• ZITIERTER TEXTAUSZUG:
Samstag, 26. Dezember 2009


Franz Lehár DER STERNGUCKER


Die Geschichte der Operette zeigte, dass auch ein großer Name nicht immer ein erfolgreiches Bühnenwerk garantiert. Johann Strauß, dessen Erfolgsstücke Die Fledermaus und Der Zigeunerbaron weltweit gespielt wurden, erlebte mit Blindekuh und Fürstin Ninetta zwei Fehlschläge. Emmerich Kálmán, der durch die Csárdásfürstin und Gräfin Mariza bekannt wurde, konnte mit Das Hollandweibchen und Der Teufelsreiter die Theaterbesucher nicht begeistern.

Umarbeitungen

Auch Franz Lehár komponierte einige Operetten, die nicht die überragenden Aufführungszahlen von Paganini und Der Zarewitsch erreichten. Bereits Johann Strauß war ein Meister der Zweitverwertung. Er nahm Melodien aus seinen erfolglosen Bühnenwerken, um sie in seinen Konzerten in einer Bearbeitung für großes Orchester zu spielen. Franz Lehár ging einen Schritt weiter. Er überarbeitete die Partituren, komponierte zusätzliche Arien und Duette, zu denen seine Librettisten neue Gesangsexte schrieben, und formte auf diese Weise seine erfolglosen Operetten in neue Werke um. Bereits Lehárs Debüt als Operettenkomponist mit Wiener Frauen (Wien, 1902) lag 1906 in einer Neubearbeitung als Der Schlüssel zum Paradies vor. Der Göttergatte (Wien, 1904), eine Adaption des Amphitryon-Stoffs, erlebte 1913 als Die ideale Gattin eine musikalische und textliche Neufassung, die aber genau so wenig Anklang fand wie eine erneute Bearbeitung, die 1921 als Die Tangokönigin in Wien gespielt wurde. Das Fürstenkind (Wien, 1909) erschien in Berlin 1932 unter dem Titel Der Fürst der Berge auf dem Spielplan und konnte sich ebenso wenig durchsetzen wie die Erweiterung des Einakters Frühling (Wien, 1922) zur abendfüllenden Operette Frühlingsmädel (Berlin, 1928).

• AUFGABEN:
1 - Unter welchem Titel lag Lehárs Debüt „Wiener Frauen“ laut dem Textauszug über Lehárs Operetten 1906 in einer Neubearbeitung vor?
2 - Führe den Textauszug über Lehárs umgearbeitete Operetten ab seinem letzten Satz weiter.

• BEREITGESTELLTES MATERIAL:

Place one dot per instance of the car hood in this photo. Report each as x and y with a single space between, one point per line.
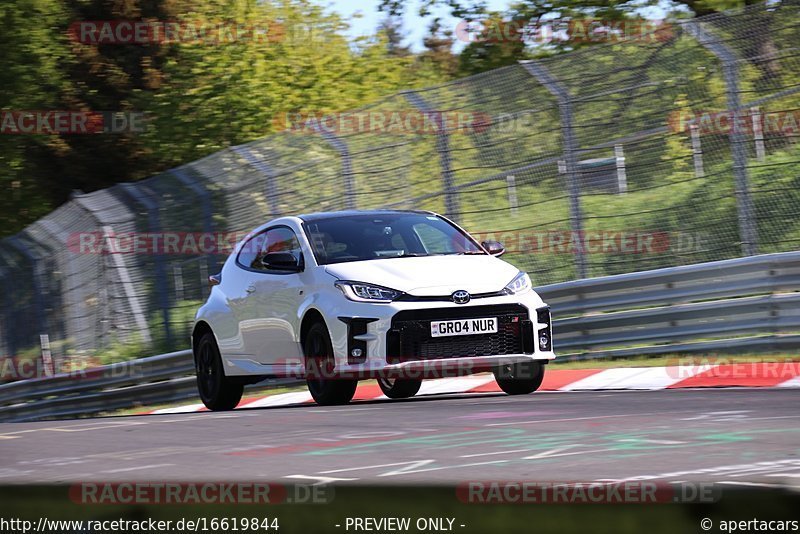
430 275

• LÖSUNGEN:
1 - Als „Der Schlüssel zum Paradies“.

2 -
Sang- und klanglos

Mehr Glück hatte Franz Lehár mit der Umarbeitung der Operette Die gelbe Jacke (Wien, 1923), die nach der Uraufführung sang- und klanglos untergegangen war. Unter dem neuen Titel Das Land des Lächelns wurde in Berlin 1929 ein Operettenwelterfolg gespielt, der sich nahtlos an Lehárs erfolgreiche Werke Die lustige Witwe, Der Graf von Luxemburg, Paganini und Der Zarewitsch anschloss. Lehárs Arbeit an den Neufassungen und Umarbeitungen, zu denen auch Schön ist die Welt (Berlin, 1930) gehörte, die nach der Operette Endlich allein (Wien, 1914) entstand, hatte künstlerische und finanzielle Gründe. Lehár wollte durch seine Umarbeitungen erreichen, dass sich seine weniger bekannten Werke auf den Bühnen durchsetzen sollten, um dadurch neben künstlerischer Anerkennung auch weitere Tantiemen zu garantieren. Da die Theater stets nach Novitäten aus seiner Feder verlangten, waren diese Neufassungen auch der Versuch Lehárs, mit seinen Operetten auf den Bühnen fortwährend präsent zu sein. Auch die Bühnengeschichte der Operette Der Sterngucker war durch ihre Umarbeitungen bestimmt. Die im Januar 1916 erstmals gespielte Urfassung wurde bereits im September 1916 in einer Neubearbeitung einstudiert. Daraus entstand 1922 eine in Mailand aufgeführte italienische Neufassung mit dem Titel La danza delle libulelle, die als Libellentanz in Wien 1923 in deutscher Sprache gespielt wurde.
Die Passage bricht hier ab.